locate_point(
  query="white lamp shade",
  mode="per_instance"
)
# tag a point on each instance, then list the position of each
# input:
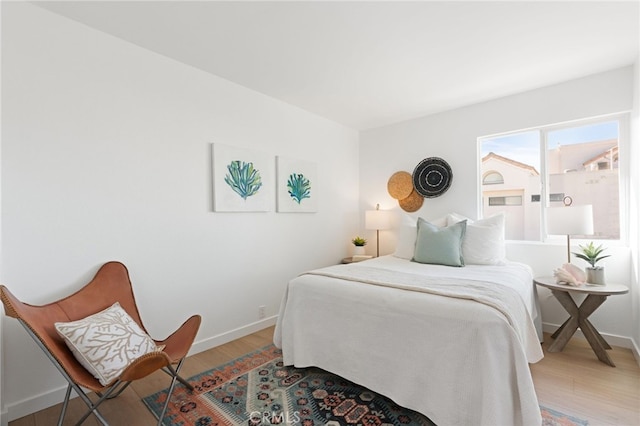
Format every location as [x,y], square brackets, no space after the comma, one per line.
[377,219]
[570,220]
——
Given request: Reproduce every line of the listing above character for character, omitting the picture.

Output below:
locate_point(
  query="white lamp shade",
  mode="per_instance"
)
# tag a point on each instance, then list the position of each
# input:
Format every location as [x,y], square brackets, no space after the comma, one per line.
[377,219]
[570,220]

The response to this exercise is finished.